Reproduce the passage of the poem below word for word, starting at the words "Again, Thank You!" and stopping after the words "world it is!".

*READING TEXT:*

+++++

Unbelievably, as if to confirm my thoughts,
she sends a lone, fragile fawn
down to drink from the stream!
How amazing is that?
It moves closer to the window—
we can see it clearly.
It raises its beautiful head,
and gazes right at us with those
soft doe-eyes, unafraid
before wandering away slowly,
taking a sip here, chewing on a twig there.

Again, Thank You!
For the gift of this simple pleasure of this sighting.

The new season is suddenly upon us.
The snow falls steadily overnight, gently
piling itself onto all surfaces in high, rounded mounds,
bestowing onto familiar objects an 
otherworldly appearance.
But—another world it is!
A world of calm, and quietude,
and looking inward.
And forcibly slowing down all the 
madness and the rush,
so that one may pause and say…

Thank You
for all this.
And everything else we neglect
to stop for a moment and appreciate.

+++++

*RECORD SET:*
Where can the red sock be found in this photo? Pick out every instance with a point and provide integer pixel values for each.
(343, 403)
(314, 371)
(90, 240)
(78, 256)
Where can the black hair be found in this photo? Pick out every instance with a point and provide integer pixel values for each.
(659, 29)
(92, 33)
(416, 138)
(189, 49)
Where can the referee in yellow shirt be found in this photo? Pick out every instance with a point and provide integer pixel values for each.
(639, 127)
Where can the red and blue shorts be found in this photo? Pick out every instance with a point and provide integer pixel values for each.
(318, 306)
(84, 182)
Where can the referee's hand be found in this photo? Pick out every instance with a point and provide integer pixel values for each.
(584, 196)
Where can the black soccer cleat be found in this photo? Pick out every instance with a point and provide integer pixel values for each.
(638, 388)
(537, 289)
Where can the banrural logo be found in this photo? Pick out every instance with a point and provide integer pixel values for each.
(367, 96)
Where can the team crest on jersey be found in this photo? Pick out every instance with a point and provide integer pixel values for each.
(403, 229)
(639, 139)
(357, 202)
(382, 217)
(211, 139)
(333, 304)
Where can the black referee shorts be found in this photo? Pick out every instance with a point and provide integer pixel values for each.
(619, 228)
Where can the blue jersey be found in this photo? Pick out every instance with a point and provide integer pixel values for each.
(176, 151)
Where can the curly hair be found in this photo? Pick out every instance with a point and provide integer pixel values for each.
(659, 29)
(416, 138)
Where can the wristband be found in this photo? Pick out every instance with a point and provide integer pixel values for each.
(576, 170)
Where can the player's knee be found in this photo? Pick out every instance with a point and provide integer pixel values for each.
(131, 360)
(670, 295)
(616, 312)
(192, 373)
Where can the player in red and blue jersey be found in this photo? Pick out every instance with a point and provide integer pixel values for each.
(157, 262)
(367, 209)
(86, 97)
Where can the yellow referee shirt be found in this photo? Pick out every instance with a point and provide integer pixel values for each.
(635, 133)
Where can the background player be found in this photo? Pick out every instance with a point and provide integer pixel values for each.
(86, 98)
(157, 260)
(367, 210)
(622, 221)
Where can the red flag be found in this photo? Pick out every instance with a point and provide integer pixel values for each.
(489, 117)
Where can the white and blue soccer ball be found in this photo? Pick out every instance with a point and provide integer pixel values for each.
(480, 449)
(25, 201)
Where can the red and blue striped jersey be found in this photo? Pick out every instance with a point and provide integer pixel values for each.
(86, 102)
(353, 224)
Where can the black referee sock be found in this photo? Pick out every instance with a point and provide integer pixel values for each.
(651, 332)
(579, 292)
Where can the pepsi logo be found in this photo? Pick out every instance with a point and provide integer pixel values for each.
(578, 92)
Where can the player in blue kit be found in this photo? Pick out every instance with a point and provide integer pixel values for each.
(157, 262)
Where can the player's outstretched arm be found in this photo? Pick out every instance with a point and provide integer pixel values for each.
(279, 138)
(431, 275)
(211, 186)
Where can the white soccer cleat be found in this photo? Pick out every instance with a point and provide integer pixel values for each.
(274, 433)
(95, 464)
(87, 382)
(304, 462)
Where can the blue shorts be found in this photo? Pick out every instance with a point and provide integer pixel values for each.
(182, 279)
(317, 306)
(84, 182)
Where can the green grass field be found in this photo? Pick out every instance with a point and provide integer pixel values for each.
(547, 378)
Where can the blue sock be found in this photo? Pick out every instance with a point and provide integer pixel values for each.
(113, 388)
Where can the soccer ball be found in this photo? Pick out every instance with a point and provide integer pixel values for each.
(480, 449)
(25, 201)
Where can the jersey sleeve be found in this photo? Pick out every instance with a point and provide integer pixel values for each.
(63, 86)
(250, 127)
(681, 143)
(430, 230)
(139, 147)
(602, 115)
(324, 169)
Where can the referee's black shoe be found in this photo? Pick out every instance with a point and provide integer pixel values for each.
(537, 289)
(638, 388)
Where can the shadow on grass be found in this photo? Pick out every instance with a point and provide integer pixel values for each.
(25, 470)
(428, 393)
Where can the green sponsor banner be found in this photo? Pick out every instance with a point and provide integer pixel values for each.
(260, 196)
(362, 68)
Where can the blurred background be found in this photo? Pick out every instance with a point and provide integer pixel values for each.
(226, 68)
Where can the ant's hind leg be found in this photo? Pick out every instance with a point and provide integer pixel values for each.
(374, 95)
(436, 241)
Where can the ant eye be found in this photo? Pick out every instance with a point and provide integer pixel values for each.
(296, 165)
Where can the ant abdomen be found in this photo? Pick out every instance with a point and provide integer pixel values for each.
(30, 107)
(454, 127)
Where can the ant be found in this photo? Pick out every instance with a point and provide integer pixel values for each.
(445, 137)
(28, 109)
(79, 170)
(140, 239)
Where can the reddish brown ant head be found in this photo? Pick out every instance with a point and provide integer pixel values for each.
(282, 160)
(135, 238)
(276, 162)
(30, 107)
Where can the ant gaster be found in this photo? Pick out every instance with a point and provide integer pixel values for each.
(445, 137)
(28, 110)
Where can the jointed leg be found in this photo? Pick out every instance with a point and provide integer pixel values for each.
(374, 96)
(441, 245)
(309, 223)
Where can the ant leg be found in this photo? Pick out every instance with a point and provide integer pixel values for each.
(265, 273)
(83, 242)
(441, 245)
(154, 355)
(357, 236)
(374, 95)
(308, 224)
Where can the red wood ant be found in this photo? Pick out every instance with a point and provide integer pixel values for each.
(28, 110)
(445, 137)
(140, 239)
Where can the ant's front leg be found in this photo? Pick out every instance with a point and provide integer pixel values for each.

+++++

*REPLY TO THE EXERCISE:*
Again, Thank You!
For the gift of this simple pleasure of this sighting.

The new season is suddenly upon us.
The snow falls steadily overnight, gently
piling itself onto all surfaces in high, rounded mounds,
bestowing onto familiar objects an 
otherworldly appearance.
But—another world it is!